• [TASK STATEMENT]: Rewrite the part of the entries that opens with the line containing "Ground harvested field" and closes with the line containing "212, 159, 234, 224", swapping "straw bale" for "hay bale" and leaving everything else unchanged. Give only those lines, without the pictures.

(begin)

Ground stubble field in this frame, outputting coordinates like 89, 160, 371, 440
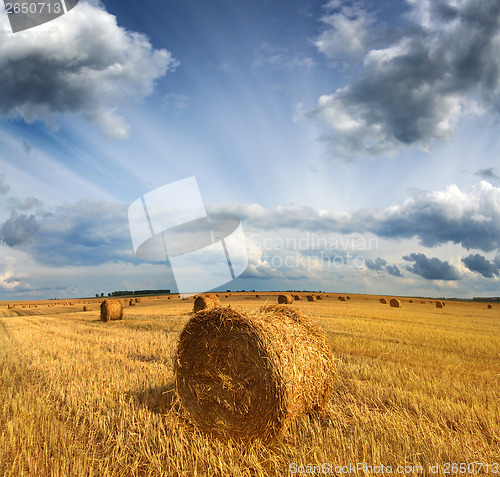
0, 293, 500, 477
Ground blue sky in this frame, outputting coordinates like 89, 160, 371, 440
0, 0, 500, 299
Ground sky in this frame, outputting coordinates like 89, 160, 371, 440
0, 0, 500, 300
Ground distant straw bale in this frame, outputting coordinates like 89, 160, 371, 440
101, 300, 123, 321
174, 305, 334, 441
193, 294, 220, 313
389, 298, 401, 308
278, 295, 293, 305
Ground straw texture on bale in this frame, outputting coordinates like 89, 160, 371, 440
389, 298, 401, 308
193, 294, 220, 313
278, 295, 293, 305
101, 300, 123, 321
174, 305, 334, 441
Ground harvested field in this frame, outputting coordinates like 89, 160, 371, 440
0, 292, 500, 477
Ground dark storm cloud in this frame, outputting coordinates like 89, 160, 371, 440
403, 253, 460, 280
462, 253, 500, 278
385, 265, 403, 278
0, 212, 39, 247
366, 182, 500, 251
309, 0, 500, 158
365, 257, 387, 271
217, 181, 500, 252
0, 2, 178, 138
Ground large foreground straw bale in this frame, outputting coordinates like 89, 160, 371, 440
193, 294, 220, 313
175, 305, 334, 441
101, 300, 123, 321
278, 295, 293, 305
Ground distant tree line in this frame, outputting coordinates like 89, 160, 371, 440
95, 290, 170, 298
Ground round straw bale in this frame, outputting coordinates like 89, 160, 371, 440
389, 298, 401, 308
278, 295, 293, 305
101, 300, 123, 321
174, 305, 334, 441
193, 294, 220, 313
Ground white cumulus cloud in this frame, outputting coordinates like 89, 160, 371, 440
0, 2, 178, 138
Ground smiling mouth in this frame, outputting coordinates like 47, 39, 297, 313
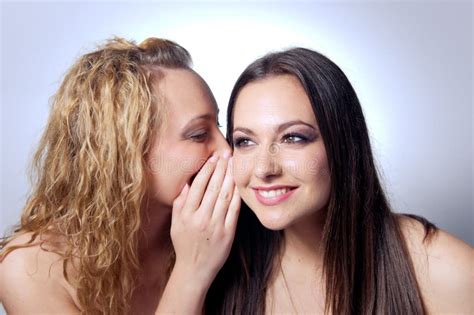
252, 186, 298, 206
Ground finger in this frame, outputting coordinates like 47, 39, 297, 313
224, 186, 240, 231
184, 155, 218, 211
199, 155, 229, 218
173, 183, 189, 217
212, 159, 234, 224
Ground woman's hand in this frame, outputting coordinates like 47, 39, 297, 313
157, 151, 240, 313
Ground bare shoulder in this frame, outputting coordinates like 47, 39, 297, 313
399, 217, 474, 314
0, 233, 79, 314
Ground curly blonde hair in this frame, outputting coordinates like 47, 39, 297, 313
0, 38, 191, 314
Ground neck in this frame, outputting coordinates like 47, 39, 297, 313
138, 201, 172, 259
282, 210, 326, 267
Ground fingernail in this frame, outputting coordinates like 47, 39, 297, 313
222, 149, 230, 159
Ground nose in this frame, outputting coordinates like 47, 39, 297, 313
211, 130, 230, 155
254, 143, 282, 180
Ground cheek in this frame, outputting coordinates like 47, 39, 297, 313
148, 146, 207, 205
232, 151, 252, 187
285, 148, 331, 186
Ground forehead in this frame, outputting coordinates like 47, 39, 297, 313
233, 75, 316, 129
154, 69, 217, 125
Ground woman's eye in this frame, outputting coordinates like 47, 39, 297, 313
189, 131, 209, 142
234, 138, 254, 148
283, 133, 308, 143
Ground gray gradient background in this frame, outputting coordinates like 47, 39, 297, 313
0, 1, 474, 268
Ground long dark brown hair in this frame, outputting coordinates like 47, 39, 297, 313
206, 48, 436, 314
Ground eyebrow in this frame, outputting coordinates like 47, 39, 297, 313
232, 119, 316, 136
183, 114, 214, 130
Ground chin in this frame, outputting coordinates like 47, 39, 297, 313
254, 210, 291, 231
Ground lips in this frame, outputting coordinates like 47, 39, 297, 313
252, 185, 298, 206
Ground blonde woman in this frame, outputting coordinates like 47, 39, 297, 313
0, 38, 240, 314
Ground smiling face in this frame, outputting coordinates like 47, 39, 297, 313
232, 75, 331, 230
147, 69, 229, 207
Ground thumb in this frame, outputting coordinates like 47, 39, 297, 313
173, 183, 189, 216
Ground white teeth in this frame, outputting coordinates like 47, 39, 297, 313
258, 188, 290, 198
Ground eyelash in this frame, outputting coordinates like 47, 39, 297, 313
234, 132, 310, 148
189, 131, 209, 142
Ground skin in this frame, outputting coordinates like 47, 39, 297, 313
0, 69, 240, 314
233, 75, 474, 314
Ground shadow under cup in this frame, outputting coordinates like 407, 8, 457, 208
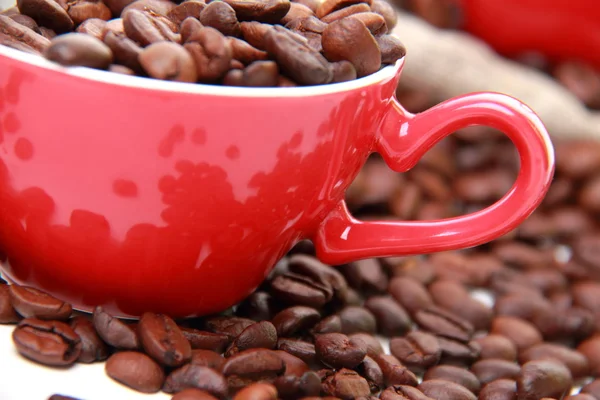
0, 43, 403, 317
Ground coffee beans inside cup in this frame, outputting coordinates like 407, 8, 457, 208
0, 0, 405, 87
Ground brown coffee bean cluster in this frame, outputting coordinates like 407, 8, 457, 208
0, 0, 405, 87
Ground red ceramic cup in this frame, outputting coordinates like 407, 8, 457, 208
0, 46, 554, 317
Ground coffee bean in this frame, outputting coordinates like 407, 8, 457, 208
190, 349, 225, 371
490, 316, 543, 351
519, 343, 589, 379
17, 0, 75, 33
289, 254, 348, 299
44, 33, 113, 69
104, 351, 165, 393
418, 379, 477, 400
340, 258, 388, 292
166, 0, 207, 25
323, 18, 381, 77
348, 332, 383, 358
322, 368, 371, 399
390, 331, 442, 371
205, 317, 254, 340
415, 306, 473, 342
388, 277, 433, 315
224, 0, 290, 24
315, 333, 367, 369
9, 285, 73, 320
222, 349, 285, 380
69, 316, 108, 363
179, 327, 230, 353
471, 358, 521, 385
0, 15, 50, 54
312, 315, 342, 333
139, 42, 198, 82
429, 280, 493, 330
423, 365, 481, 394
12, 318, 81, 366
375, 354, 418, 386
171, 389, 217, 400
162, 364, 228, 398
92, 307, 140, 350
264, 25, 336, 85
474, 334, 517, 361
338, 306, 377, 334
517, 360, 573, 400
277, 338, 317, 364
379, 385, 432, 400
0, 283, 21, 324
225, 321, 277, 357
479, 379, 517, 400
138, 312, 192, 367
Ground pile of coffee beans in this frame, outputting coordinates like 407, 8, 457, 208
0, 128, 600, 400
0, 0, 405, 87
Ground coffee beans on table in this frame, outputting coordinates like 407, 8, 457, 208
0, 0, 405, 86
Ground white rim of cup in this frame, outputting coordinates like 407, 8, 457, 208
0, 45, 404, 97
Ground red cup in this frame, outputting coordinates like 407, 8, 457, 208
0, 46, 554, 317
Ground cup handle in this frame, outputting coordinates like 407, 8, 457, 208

(end)

• [TASK RESPONSE]:
Ground harvested field in this frame, outputting coordinates like 89, 160, 371, 440
0, 292, 500, 477
Ground dark storm cloud in this frame, outputting coordinates like 89, 160, 371, 440
403, 253, 460, 280
462, 253, 500, 278
385, 265, 403, 278
0, 212, 39, 247
366, 182, 500, 251
309, 0, 500, 158
365, 257, 387, 271
217, 181, 500, 252
0, 2, 178, 138
Ground large foreground hay bale in this frame, outputting coordinates like 89, 160, 371, 440
193, 294, 220, 313
175, 305, 334, 441
101, 300, 123, 321
278, 295, 293, 305
Ground distant tree line in this frame, outputting coordinates like 89, 160, 371, 440
95, 290, 170, 298
Ground round hay bale in this frame, outputting coordinates like 89, 160, 371, 440
389, 298, 401, 308
278, 295, 293, 305
101, 300, 123, 321
174, 305, 334, 441
193, 294, 220, 313
Ground white cumulus cloud in this frame, outputting coordinates like 89, 160, 371, 440
0, 2, 178, 138
Ground smiling mouth in this frame, outputting coordinates like 47, 39, 297, 313
252, 186, 298, 206
Ground finger in this frame, outputting coordinates like 47, 39, 297, 313
224, 186, 240, 231
184, 155, 218, 211
199, 155, 229, 218
173, 183, 189, 217
212, 159, 234, 224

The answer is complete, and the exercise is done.